Source extract =
>>>>

From the Press Release
Grindhouse Releasing has set a September 10 street date for its deluxe Blu-ray/DVD release of Amos Sefer’s far-out cult classic AN AMERICAN HIPPIE IN ISRAEL. The limited edition 3-disc set is now available for pre-order on Amazon.com.

We are very proud and excited to present AN AMERICAN HIPPIE IN ISRAEL for the first time to U.S. audiences,” says Grindhouse Releasing co-founder Bob Murawski. “It’s an amazing film, and we’ve spent years making this Blu-ray the ultimate edition of a cult classic. From the film restoration to the massive wealth of bonus features we gathered from around the globe, AN AMERICAN HIPPIE IN ISRAEL may be our best release to date!”

Originally filmed in 1972, AN AMERICAN HIPPIE IN ISRAEL stars Asher Tzarfati as a dope-smoking Vietnam vet wandering through an insane desert landscape of “machine-gun wielding mimes, robots, bloodthirsty sharks, free-loving debauchery and poignant anti-war monologues.”

Lost for many years, AN AMERICAN HIPPIE IN ISRAEL has become a midnight movie sensation in Tel Aviv, where it has been screening to packed crowds. Grindhouse Releasing plans to celebrate the Blu-ray/DVD release with a series of U.S. theatrical screenings planned for the fall.

The Blu-ray/DVD set is limited to 2,000 individually numbered copies.

<<<<

Given information =
>>>>

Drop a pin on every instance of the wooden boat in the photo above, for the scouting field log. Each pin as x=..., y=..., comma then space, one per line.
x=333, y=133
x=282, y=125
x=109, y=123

<<<<

Job A =
According to the press release, how many copies is the Blu-ray/DVD set limited to?
Job B =
Quote the stretch of the press release from "Originally filmed in" through "individually numbered copies.".

Exercise answer A =
2,000 individually numbered copies.

Exercise answer B =
Originally filmed in 1972, AN AMERICAN HIPPIE IN ISRAEL stars Asher Tzarfati as a dope-smoking Vietnam vet wandering through an insane desert landscape of “machine-gun wielding mimes, robots, bloodthirsty sharks, free-loving debauchery and poignant anti-war monologues.”

Lost for many years, AN AMERICAN HIPPIE IN ISRAEL has become a midnight movie sensation in Tel Aviv, where it has been screening to packed crowds. Grindhouse Releasing plans to celebrate the Blu-ray/DVD release with a series of U.S. theatrical screenings planned for the fall.

The Blu-ray/DVD set is limited to 2,000 individually numbered copies.